*** Opening of Text segment ***
Tityus discrepans is a species of scorpion found in northern and north-eastern South America.

== Description and behavior ==
Tityus discrepans can grow up to 71 mm (males) and 60 mm (females), has a reddish-brown body and pedipalps, and light legs, juveniles can be light yellow-brown, with the rest of the body with black areas. Like several scorpions, it has nocturnal habits, feeds on spiders, forks, cockroaches, butterflies and has even been noted to prey on other scorpions. It is a solitary animal, meeting other members of its species only during the mating season.

== Range and habitat ==
Tityus discrepans is found in Brazil, Suriname, Venezuela, Guyana and Trinidad and Tobago, inhabits wooded areas, under leaves and rocks, orchids, bromeliads, cracks and bark. This species also occurs in human habitations, where it has already been reported on sheets, clothing and shoes.

== Reproduction ==
Reproduction can occur at any time and several times a year, the way of reproduction is sexual, the male performs a dance, where it immobilizes the females and takes her to where he deposited the sperm cell (sperm bag). The female can produce 15-30 cubs, which are born fully developed, and are located on the mother's back.

== Medical significance ==
Tityus discrepans is considered a serious public health problem in Venezuela, being dangerous for all ages, especially children and the elderly, the sting of this species can result in piloerection, dyspnea, excessive salivation, cramps, fever and vomiting. In severe cases, heart failure, pulmonary edema and pancreatitis occur. The venom of this species is composed of 80 types of toxins, 6 of which are Bactridines, which inhibit the sodium channels in the nervous system, and 10 of which are considered dangerous to humans, due to their low molecular weight, it travels quickly through the bloodstream and attacks the heart, lungs and pancreas.
*** Close of Text segment ***
*** Opening of Entries supplied ***
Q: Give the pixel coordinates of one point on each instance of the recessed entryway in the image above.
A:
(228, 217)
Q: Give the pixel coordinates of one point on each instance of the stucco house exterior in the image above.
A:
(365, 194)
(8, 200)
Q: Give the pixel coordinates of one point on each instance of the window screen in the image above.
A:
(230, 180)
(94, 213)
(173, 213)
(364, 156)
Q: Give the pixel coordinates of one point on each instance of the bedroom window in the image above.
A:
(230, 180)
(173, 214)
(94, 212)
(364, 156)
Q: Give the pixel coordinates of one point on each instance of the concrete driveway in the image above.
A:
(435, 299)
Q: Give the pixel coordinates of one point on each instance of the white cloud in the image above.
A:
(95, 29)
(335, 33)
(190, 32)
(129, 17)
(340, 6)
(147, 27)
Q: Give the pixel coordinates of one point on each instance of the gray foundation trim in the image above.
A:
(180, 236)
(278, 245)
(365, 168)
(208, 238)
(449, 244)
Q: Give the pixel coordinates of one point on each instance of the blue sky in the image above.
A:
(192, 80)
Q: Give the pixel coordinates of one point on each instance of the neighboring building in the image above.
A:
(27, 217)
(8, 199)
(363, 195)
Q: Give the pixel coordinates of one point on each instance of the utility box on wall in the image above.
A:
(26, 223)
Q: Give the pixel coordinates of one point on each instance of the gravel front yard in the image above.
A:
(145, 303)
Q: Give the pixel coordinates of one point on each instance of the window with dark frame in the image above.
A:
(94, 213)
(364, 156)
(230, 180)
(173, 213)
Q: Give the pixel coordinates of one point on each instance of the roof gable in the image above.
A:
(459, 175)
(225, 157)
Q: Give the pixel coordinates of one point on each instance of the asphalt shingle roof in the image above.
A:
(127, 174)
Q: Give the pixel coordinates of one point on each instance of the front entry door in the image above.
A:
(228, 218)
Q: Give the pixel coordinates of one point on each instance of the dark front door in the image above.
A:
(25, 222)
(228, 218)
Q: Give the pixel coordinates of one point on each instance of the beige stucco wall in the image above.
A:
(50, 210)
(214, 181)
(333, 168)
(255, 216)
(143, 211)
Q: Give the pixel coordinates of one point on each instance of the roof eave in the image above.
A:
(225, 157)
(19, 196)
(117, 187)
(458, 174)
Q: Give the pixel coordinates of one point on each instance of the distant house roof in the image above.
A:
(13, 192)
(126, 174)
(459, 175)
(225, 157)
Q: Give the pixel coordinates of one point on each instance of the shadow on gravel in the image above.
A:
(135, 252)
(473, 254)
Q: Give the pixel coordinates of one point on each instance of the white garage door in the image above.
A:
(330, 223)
*** Close of Entries supplied ***
*** Opening of Entries supplied ***
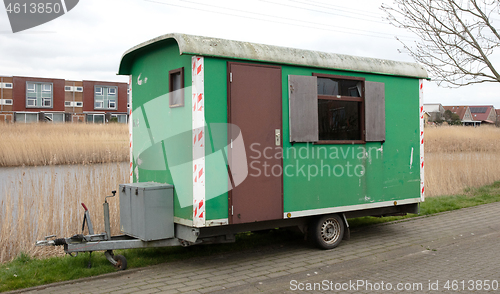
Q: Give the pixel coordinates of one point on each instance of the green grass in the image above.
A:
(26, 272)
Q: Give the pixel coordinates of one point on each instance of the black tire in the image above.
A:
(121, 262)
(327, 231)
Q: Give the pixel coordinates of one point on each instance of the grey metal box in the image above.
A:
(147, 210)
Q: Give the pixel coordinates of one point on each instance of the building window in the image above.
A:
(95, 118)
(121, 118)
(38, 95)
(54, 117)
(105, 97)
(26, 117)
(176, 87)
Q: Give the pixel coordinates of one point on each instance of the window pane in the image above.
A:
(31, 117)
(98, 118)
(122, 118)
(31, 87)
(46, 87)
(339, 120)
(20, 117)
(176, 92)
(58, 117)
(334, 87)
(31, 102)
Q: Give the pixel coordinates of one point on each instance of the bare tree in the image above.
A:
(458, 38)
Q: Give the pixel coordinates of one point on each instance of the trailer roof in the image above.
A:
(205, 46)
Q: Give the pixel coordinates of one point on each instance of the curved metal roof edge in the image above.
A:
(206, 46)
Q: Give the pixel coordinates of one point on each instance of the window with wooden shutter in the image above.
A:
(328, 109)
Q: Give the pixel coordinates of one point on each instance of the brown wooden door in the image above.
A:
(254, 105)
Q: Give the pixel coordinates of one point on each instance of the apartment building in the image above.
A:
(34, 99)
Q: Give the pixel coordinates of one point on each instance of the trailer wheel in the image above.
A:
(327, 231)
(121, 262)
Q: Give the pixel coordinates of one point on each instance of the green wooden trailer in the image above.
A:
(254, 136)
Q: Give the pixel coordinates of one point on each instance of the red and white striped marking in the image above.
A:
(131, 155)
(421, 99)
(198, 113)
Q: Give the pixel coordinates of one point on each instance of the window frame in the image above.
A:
*** Close of Entries supplied ***
*** Opening of Entries supplied ***
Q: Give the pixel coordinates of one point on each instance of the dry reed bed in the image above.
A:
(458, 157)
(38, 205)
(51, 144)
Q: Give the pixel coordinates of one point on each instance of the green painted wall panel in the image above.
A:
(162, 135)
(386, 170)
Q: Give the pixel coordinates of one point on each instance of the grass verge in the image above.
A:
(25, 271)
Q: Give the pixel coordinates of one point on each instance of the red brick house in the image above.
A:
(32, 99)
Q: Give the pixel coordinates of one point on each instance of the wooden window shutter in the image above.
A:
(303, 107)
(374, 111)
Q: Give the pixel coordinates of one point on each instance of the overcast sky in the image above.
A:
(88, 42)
*** Close of Entries supplied ***
What is expected: According to the text on Tityus discrepans, how many types of toxins make up the venom of this species?

Answer area: 80 types of toxins.